* begin *
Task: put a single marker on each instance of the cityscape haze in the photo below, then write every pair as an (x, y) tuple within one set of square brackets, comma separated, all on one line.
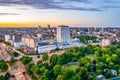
[(59, 40)]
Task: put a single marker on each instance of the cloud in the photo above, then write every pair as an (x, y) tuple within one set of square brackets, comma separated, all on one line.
[(1, 14), (57, 4)]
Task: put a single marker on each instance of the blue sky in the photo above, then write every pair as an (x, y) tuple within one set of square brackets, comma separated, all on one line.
[(55, 12)]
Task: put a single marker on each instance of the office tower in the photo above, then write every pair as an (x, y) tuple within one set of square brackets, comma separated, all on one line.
[(48, 27), (63, 34), (39, 29)]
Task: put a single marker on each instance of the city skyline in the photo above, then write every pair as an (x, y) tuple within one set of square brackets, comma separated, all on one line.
[(55, 12)]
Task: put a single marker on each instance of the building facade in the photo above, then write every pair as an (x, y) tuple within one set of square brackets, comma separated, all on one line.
[(63, 34)]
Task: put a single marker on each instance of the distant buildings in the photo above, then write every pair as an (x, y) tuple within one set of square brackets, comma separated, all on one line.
[(63, 34)]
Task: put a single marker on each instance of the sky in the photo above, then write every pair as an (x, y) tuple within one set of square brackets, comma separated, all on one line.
[(104, 13)]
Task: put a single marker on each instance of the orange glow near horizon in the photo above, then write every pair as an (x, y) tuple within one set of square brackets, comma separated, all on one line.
[(22, 24)]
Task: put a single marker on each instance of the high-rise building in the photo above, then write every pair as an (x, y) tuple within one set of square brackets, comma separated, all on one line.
[(63, 33)]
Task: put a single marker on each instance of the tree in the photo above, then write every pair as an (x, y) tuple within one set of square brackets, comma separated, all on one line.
* end *
SHORT PROBLEM:
Give every line of the listing above as a Markdown table with the columns "Row" and "Line," numbering the rows and skipping blank lines. Leave the pictures out.

EXERCISE ANSWER:
| Row | Line |
|---|---|
| 1 | Task: put a single marker on each instance of the cityscape haze in the photo below, then write every pair as an (x, y) tuple within one set of square brackets, comma separated, all on one line. |
| 2 | [(59, 40)] |
| 3 | Task: put a single marker on each instance of the cloud in the photo above, then write every pair as an (x, y) tuple within one set of square brackets, comma separated, all on one line. |
| 4 | [(1, 14), (57, 4)] |
| 5 | Task: put a single marker on each instance of the blue sky in the photo above, then write every pair as an (x, y) tuple within one set of square brackets, comma separated, all on one line. |
| 6 | [(55, 12)] |
| 7 | Task: put a single marker on each instance of the office tower in the photo above, then write every pair as an (x, y) tuple within one set of square brackets, comma separated, all on one line. |
| 8 | [(48, 27), (63, 34), (39, 29)] |
| 9 | Task: put a single marker on each instance of the city skyline in the photo above, then write every pair as an (x, y) tuple within one set of square brackets, comma separated, all on one line. |
| 10 | [(55, 12)] |
| 11 | Task: put a single marker on each instance of the building facade in the photo above, then write every pair as an (x, y) tuple within one set of square brackets, comma separated, all on one line. |
| 12 | [(63, 34)] |
| 13 | Task: put a single marker on each instance of the distant buildings in the photo above, then write every pair as an (x, y) tuple within one set of square brackets, comma separated, all on one line. |
| 14 | [(63, 34)] |
| 15 | Task: put a single marker on each instance of the sky in the photo above, then write every pair as an (x, y) tuple within one set of square brackets, comma separated, all on one line. |
| 16 | [(104, 13)] |
| 17 | Task: put a single marker on each instance of the orange glow near horizon in the photo above, then write every pair as an (x, y) tuple within one set of square brackets, comma separated, all on one line. |
| 18 | [(22, 24)] |
| 19 | Task: put a single marker on each instance of the high-rise building in the photo above, then write every pair as an (x, y) tuple within one set of square brackets, comma separated, all on one line. |
| 20 | [(63, 33)] |
| 21 | Task: put a single marker on each instance of the tree in the photo above, then write every pair as an (x, y) tuple within one set of square brackets, comma separated, all on one line. |